Work required → Copy out the data that follows exactly, leaving out no line.

====== Provided data

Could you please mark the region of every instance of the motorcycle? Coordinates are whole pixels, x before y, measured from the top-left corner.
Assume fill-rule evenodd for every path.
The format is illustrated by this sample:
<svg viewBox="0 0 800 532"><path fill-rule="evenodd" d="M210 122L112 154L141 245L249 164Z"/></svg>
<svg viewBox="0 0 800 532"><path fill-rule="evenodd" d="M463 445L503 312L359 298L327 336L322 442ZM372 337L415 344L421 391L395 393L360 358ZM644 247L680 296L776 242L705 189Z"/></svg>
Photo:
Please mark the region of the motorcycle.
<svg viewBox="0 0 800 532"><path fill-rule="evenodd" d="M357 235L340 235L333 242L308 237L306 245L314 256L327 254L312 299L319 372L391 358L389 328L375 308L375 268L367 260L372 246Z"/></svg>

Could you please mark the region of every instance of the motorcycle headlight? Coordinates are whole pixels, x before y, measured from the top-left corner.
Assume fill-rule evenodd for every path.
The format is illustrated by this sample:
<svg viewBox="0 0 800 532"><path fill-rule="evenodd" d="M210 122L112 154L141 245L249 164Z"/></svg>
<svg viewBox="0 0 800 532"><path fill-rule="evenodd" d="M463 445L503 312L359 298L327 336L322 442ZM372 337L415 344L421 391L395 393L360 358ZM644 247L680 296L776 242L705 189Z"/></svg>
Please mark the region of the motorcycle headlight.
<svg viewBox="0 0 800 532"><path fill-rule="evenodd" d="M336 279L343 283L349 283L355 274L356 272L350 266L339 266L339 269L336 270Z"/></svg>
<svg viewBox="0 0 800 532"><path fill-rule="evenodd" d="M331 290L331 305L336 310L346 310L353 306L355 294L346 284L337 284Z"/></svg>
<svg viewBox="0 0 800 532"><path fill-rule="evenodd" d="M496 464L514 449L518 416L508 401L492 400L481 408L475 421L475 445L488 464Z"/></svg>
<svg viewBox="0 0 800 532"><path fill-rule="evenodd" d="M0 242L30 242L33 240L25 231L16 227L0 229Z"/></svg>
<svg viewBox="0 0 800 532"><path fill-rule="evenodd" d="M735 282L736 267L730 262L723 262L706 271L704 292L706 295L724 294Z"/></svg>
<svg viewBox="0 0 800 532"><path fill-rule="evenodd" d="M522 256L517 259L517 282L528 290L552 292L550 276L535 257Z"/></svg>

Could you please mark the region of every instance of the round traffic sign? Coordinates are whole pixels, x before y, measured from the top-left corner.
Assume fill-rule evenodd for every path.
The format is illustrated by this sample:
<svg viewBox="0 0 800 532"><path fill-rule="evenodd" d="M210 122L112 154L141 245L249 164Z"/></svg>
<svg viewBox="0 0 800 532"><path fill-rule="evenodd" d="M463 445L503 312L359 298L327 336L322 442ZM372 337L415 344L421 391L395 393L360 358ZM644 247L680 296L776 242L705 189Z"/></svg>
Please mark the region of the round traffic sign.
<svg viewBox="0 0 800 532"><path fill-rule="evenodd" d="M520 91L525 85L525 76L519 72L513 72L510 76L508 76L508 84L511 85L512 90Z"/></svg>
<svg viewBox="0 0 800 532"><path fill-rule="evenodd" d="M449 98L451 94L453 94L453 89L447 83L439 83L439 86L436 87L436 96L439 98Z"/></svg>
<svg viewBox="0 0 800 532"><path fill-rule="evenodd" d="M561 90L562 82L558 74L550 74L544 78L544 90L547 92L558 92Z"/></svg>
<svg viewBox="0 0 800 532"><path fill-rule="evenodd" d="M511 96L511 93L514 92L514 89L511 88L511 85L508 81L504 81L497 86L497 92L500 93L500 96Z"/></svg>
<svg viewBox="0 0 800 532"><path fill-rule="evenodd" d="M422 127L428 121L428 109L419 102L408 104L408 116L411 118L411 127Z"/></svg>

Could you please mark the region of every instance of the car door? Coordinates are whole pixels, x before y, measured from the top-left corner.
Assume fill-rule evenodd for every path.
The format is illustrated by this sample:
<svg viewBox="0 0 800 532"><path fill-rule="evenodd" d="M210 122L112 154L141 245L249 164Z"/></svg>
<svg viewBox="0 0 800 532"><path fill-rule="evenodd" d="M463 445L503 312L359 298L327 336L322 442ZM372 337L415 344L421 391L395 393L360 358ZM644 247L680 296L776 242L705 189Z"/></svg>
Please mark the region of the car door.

============

Task output →
Could you please mark the region of every instance of the motorcycle? Coordinates are whole pixels, x before y, measured from the top-left corner.
Assume fill-rule evenodd for every path.
The format is illustrated by this sample:
<svg viewBox="0 0 800 532"><path fill-rule="evenodd" d="M210 122L112 154L141 245L249 164Z"/></svg>
<svg viewBox="0 0 800 532"><path fill-rule="evenodd" d="M463 445L503 312L359 298L327 336L322 442ZM372 337L415 344L421 391L395 393L360 358ZM644 247L680 296L776 242L705 189Z"/></svg>
Photo:
Please mark the region of the motorcycle.
<svg viewBox="0 0 800 532"><path fill-rule="evenodd" d="M357 235L340 235L333 242L308 237L306 245L314 256L327 254L312 299L319 372L391 358L389 328L375 308L375 268L367 260L372 246Z"/></svg>

Could you please mark the region of every instance of the motorcycle headlight? Coordinates are whole pixels, x before y, measured from the top-left corner.
Assume fill-rule evenodd for every path.
The format is illustrated by this sample:
<svg viewBox="0 0 800 532"><path fill-rule="evenodd" d="M210 122L112 154L141 245L249 164Z"/></svg>
<svg viewBox="0 0 800 532"><path fill-rule="evenodd" d="M463 445L503 312L359 298L327 336L322 442ZM372 337L415 344L421 391L395 393L360 358ZM644 247L680 296L776 242L705 189Z"/></svg>
Please mark the region of the motorcycle headlight.
<svg viewBox="0 0 800 532"><path fill-rule="evenodd" d="M336 279L343 283L349 283L355 274L356 272L350 266L339 266L339 269L336 270Z"/></svg>
<svg viewBox="0 0 800 532"><path fill-rule="evenodd" d="M331 290L331 305L336 310L346 310L353 306L355 294L346 284L337 284Z"/></svg>
<svg viewBox="0 0 800 532"><path fill-rule="evenodd" d="M496 464L514 449L518 416L508 401L492 400L481 408L475 421L475 445L488 464Z"/></svg>
<svg viewBox="0 0 800 532"><path fill-rule="evenodd" d="M0 242L30 242L33 240L25 231L16 227L0 229Z"/></svg>
<svg viewBox="0 0 800 532"><path fill-rule="evenodd" d="M735 282L736 267L730 262L723 262L706 271L704 292L706 295L724 294Z"/></svg>
<svg viewBox="0 0 800 532"><path fill-rule="evenodd" d="M522 256L517 259L517 282L528 290L552 292L550 276L535 257Z"/></svg>

Could you please mark the region of every instance of the round traffic sign? Coordinates are whole pixels, x before y, measured from the top-left corner.
Assume fill-rule evenodd for every path.
The format is illustrated by this sample:
<svg viewBox="0 0 800 532"><path fill-rule="evenodd" d="M210 122L112 154L141 245L249 164Z"/></svg>
<svg viewBox="0 0 800 532"><path fill-rule="evenodd" d="M463 445L503 312L359 298L327 336L322 442ZM372 337L415 344L421 391L395 393L360 358ZM644 247L680 296L776 242L705 189Z"/></svg>
Please mark the region of the round traffic sign.
<svg viewBox="0 0 800 532"><path fill-rule="evenodd" d="M520 91L525 85L525 76L519 72L513 72L510 76L508 76L508 84L511 85L512 90Z"/></svg>
<svg viewBox="0 0 800 532"><path fill-rule="evenodd" d="M449 98L451 94L453 94L453 89L447 83L439 83L439 86L436 87L436 96L439 98Z"/></svg>
<svg viewBox="0 0 800 532"><path fill-rule="evenodd" d="M561 90L562 82L558 74L550 74L544 78L544 90L547 92L558 92Z"/></svg>
<svg viewBox="0 0 800 532"><path fill-rule="evenodd" d="M511 96L511 93L514 92L514 89L511 88L511 85L508 81L504 81L497 86L497 92L500 93L500 96Z"/></svg>
<svg viewBox="0 0 800 532"><path fill-rule="evenodd" d="M422 127L428 121L428 109L419 102L408 104L408 116L411 118L411 127Z"/></svg>

Could you please mark the region of every instance of the car door? Coordinates are whole pixels, x before y, measured from the top-left corner.
Assume fill-rule evenodd for every path.
The format is illustrated by this sample:
<svg viewBox="0 0 800 532"><path fill-rule="evenodd" d="M210 122L112 154L141 245L249 164Z"/></svg>
<svg viewBox="0 0 800 532"><path fill-rule="evenodd" d="M463 445L503 312L359 298L327 336L322 442ZM372 337L415 344L421 391L395 393L360 358ZM644 247L680 296L776 242L705 189Z"/></svg>
Please mark the region of the car door.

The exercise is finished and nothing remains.